» **DATA FOR THIS EXERCISE**:
• • • •

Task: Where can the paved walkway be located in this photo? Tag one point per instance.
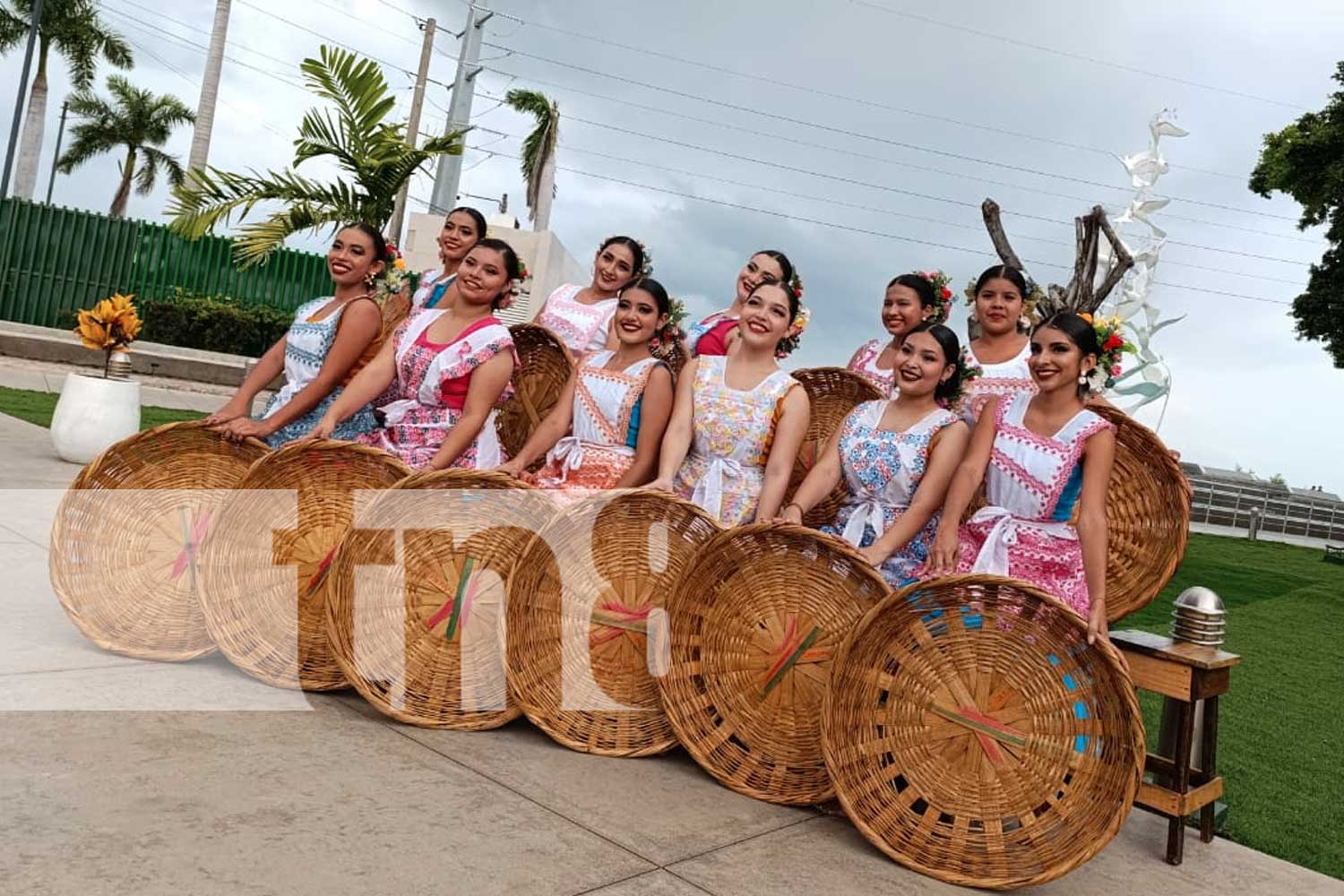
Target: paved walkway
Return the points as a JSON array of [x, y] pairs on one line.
[[126, 785]]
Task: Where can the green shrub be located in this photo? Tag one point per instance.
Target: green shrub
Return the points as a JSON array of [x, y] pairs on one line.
[[215, 324]]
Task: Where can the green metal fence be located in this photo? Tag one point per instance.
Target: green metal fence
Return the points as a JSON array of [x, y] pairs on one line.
[[54, 261]]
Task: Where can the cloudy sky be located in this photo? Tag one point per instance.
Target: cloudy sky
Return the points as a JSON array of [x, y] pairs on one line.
[[859, 137]]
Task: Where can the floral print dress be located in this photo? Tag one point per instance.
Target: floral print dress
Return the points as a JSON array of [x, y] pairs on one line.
[[1031, 487], [582, 328], [306, 346], [605, 427], [429, 392], [734, 429], [882, 469]]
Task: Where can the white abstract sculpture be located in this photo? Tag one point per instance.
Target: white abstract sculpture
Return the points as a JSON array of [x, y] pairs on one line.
[[1150, 379]]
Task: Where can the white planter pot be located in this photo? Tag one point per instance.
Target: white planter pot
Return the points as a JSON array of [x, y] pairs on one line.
[[91, 416]]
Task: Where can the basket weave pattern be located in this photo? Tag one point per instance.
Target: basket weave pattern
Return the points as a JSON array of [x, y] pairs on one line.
[[754, 627], [581, 651], [832, 392], [432, 651], [973, 735], [546, 367], [1147, 516], [124, 565], [257, 614]]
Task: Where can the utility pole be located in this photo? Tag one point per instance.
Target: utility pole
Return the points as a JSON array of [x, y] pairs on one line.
[[23, 91], [56, 156], [210, 89], [460, 108], [413, 125]]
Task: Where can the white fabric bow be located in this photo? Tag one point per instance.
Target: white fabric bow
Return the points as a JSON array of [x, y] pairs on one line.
[[994, 552], [709, 490]]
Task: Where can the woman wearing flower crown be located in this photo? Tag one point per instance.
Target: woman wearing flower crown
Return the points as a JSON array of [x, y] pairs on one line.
[[738, 419], [718, 333], [445, 370], [1002, 301], [330, 341], [1045, 460], [897, 457], [910, 300], [462, 228], [581, 316], [607, 426]]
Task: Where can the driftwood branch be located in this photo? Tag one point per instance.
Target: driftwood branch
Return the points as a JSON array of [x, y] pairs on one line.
[[1121, 261], [989, 210]]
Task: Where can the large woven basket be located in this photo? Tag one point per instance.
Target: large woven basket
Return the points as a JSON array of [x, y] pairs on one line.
[[832, 392], [1147, 516], [422, 637], [266, 616], [580, 656], [546, 367], [975, 737], [125, 538], [754, 625]]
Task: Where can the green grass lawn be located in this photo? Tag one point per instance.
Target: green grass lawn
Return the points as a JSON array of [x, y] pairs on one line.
[[1281, 731], [38, 408]]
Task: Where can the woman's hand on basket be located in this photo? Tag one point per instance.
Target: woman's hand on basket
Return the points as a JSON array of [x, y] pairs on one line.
[[244, 427], [1097, 626], [230, 411], [943, 555]]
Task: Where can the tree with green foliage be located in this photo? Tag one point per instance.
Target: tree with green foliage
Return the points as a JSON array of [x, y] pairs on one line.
[[538, 152], [74, 30], [367, 148], [1305, 160], [136, 121]]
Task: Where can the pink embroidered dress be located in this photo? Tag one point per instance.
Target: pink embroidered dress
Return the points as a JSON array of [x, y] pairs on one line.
[[1004, 379], [1031, 487], [581, 327], [865, 363], [734, 429], [601, 444], [429, 392], [882, 469]]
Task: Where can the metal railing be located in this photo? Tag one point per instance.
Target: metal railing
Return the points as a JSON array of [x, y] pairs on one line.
[[1220, 503], [56, 261]]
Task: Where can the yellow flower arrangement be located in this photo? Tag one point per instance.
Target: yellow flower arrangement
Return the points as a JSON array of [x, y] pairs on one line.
[[109, 327]]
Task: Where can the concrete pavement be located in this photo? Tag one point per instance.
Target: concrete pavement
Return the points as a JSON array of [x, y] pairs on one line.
[[193, 780]]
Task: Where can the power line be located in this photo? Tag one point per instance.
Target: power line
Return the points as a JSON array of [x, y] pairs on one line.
[[828, 94], [1074, 56], [865, 136], [892, 161], [866, 230]]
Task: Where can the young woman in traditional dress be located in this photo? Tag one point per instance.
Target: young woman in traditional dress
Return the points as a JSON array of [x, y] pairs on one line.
[[897, 457], [738, 419], [462, 228], [1042, 458], [581, 316], [1000, 354], [607, 426], [446, 371], [718, 332], [330, 341], [910, 300]]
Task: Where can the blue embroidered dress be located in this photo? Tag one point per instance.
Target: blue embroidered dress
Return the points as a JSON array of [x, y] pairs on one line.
[[882, 469], [306, 344]]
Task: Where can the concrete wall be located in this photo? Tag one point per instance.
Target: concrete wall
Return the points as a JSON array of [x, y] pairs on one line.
[[547, 261]]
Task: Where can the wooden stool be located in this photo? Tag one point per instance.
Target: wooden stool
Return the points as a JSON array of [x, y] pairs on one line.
[[1183, 673]]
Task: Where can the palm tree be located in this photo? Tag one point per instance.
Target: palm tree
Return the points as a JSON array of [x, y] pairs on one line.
[[371, 151], [134, 118], [538, 152], [74, 30]]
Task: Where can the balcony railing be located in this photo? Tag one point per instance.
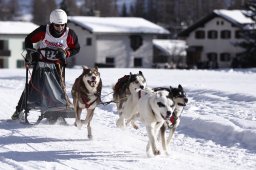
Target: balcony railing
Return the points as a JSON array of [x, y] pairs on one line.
[[5, 53]]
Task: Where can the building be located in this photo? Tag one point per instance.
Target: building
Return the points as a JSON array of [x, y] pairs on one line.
[[212, 39], [12, 36], [115, 41], [170, 53]]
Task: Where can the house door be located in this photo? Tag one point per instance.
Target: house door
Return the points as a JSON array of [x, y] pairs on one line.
[[1, 63], [194, 56]]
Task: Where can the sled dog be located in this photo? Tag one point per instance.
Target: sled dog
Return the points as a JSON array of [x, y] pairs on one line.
[[180, 99], [126, 97], [86, 93], [154, 109]]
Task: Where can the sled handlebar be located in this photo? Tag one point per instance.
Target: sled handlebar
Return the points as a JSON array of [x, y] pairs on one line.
[[47, 54]]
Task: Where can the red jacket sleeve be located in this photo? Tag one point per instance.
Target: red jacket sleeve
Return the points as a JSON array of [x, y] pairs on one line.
[[73, 44]]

• • • •

» **YOUR INSTRUCTIONS**: Can you copy out all of the lines above word for word, leaving the pictures out?

» **TASK ANSWER**:
Task: Where can the paved walkway be located in this photo? Tag one point per instance.
Target: paved walkway
Return the points as a JSON array of [x, y] pairs on one line.
[[126, 785]]
Task: Where can the green shrub be located in this photo? Tag one point per instance.
Target: green shrub
Return the points as a JSON array of [x, y] pairs on one line.
[[215, 324]]
Task: Where can the green metal fence be located in this photo? Tag one point per instance.
Target: green metal fence
Return the points as a JSON array of [x, y] pairs on one line.
[[54, 261]]
Task: Where can the cloudy sky be located in this photo? Tag one point per instance.
Target: cloudy sky
Return the points as a JSON array of [x, y] pairs on one line.
[[859, 137]]
Task: Where can the floral print dress be located in this photo? Tag one point per instance.
Target: floral print dress
Return the points as a JSON array of [x, y] pairs on one line.
[[1031, 487], [582, 328], [306, 346], [605, 427], [429, 392], [734, 429], [882, 469]]
Task: Where can the white abstract sculpture be located in this photo? Tag one point per instance.
Target: white abstract sculpture
Return the points as a JSON array of [x, y] pairs on one line.
[[1150, 379]]
Task: Where can the white planter pot be located in this photo? Tag one point per instance.
Target: white planter pot
Return the points as a JSON array of [x, y] pairs on one line.
[[91, 416]]
Task: Where can the basket weave pattern be located in this photo? Tag one point per instance.
Target: basket weave pattern
Return the points as a JSON array of [x, y] pairs on one line.
[[754, 627], [581, 651], [832, 392], [432, 651], [973, 735], [546, 367], [1147, 516], [124, 565], [257, 614]]
Task: Where can the utility pole be located in this photo? Tag one point per instance.
Target: utility pole
Return the points as a JSON array of [x, y] pairs on one line.
[[23, 91], [56, 156], [210, 89], [460, 108], [413, 125]]
Task: Where can the white fabric bow be located in this photo? Tag one point per instance.
Target: white fabric bow
Return the points as a JSON array of [x, y] pairs on one line.
[[994, 552], [709, 490]]
Task: Where can the woman wearing flower crown be located in this photo? Tag one point per instance.
Target: woman wearing flower crown
Return the points as a JSON array of [x, y] pairs on one line.
[[738, 419], [718, 333], [445, 370], [1002, 301], [330, 341], [1045, 460], [897, 457], [910, 300], [462, 228], [581, 316], [607, 426]]
Task: Where can the driftwood branch be located in this photo? Tag one point per instance.
Target: driftwood branch
Return the points as a JSON array of [x, y] pairs on one line.
[[1121, 261], [989, 210]]
Task: Where can the large woven basket be located in this photo? Tag one point per instance.
Target: large woven basket
Return the points as a JSON array of [x, y] pairs on one line.
[[832, 392], [1147, 516], [422, 637], [266, 616], [580, 656], [546, 367], [975, 737], [125, 538], [754, 625]]
Task: Where can the green grass lawn be located in this photo? Tag one point per instance.
Target: green grass lawn
Return the points as a JSON array of [x, y] pairs on one line.
[[1281, 731], [38, 408]]
Task: Where can the woman's hand on basket be located in this photo? Tag one point per instance.
Target: woman's hand on basket
Return the points as a JSON array of [x, y] pairs on one line.
[[244, 427], [1097, 626], [230, 411], [943, 555]]
Task: Where can the tree with green foliage be located in this photo? Tag one point per instance.
Target: tree with green foliage
Return the points as a JSON array of [x, y] pairs on one line.
[[538, 152], [74, 30], [367, 148], [1305, 160], [136, 121]]
Task: Where can the pink embroidered dress be located in this photo? Tag one point per instance.
Target: pink embroidered dress
Return the points as a JSON array of [x, y] pairs on one line.
[[1004, 379], [1031, 487], [581, 327], [865, 363], [734, 429], [601, 444], [429, 392], [882, 469]]
Task: Where can the metal railing be located in this photo? Tag one point per instance.
Target: metal railing
Return the points as a JSON array of [x, y] pairs on one line.
[[1220, 503], [56, 261]]
Task: Where can the yellow flower arrangement be located in this photo? Tag one point per instance.
Target: yellow flower arrangement
Return the points as a JSON array of [x, y] pairs on one line.
[[109, 327]]
Task: Where can the concrete pavement be located in this photo? Tag one point per instance.
Target: concrete pavement
Return the points as a JSON array of [x, y] pairs on one line.
[[193, 780]]
Task: Where can the power line be located in this photo? Tag one point per instance.
Target: power line
Return the points as a JSON array of [x, y] pairs on one line.
[[828, 94], [1074, 56], [865, 136], [892, 161], [866, 230]]
Task: Where can the young woman in traditional dress be located in this photo? Tag one point per instance.
Target: young woman in traditional dress
Return the points as a JSON array of [x, y] pairs on one line.
[[897, 457], [738, 419], [462, 228], [1042, 458], [581, 316], [1000, 354], [607, 426], [446, 371], [718, 332], [330, 341], [910, 300]]
Task: Where can the blue embroidered dress be located in this photo? Tag one point per instance.
Target: blue embroidered dress
Return the points as a JSON array of [x, y] pairs on one line.
[[882, 469], [306, 344]]
Task: Where can the concrete wall be located in this photo? Tag one point per instance.
Target: concrete wall
Return the points as a JSON array of [x, y] pairs on one line.
[[547, 261]]
Task: Where can the wooden stool be located in this photo? Tag one point per instance.
Target: wooden stool
Return the points as a JSON array of [x, y] pairs on one line.
[[1183, 673]]
Task: Where can the palm tree be located in this photo? Tag one point per instance.
Target: palm tree
Return the points as a JSON array of [x, y] pairs on one line.
[[371, 151], [134, 118], [538, 152], [74, 30]]
Task: Where can the balcony railing be located in this photo? Tag one point per instance.
Target: balcony railing
Return the points as a JSON array of [x, y] pairs on one line.
[[5, 53]]
Task: Where can the building be located in this photo? Tag one point per instance.
Target: building
Return the points as a JSON array of [x, y] pairs on one line.
[[212, 39], [12, 36], [115, 41], [170, 53]]
Task: Where can the house door be located in this photo? Tag one point per instance.
Target: house door
Return the points as a JSON array of [x, y] pairs on one line.
[[1, 63], [194, 56]]
Task: Where can the sled dog be located in this photo? Tag one point per instance.
Target: sled dog
Return the points as a JSON array of [x, y] pairs on one line.
[[180, 99], [126, 97], [86, 93], [154, 109]]
Task: Where can the sled handlebar be located in this photo? Tag one point per instance.
Target: sled handlebar
Return the points as a JSON array of [x, y] pairs on one line.
[[47, 54]]
Task: Where can the red jacket sleeve be located in this photo? Tag one point per instance.
Target: red jacket sleeve
Return the points as a JSON array of [x, y] pairs on one line.
[[73, 44]]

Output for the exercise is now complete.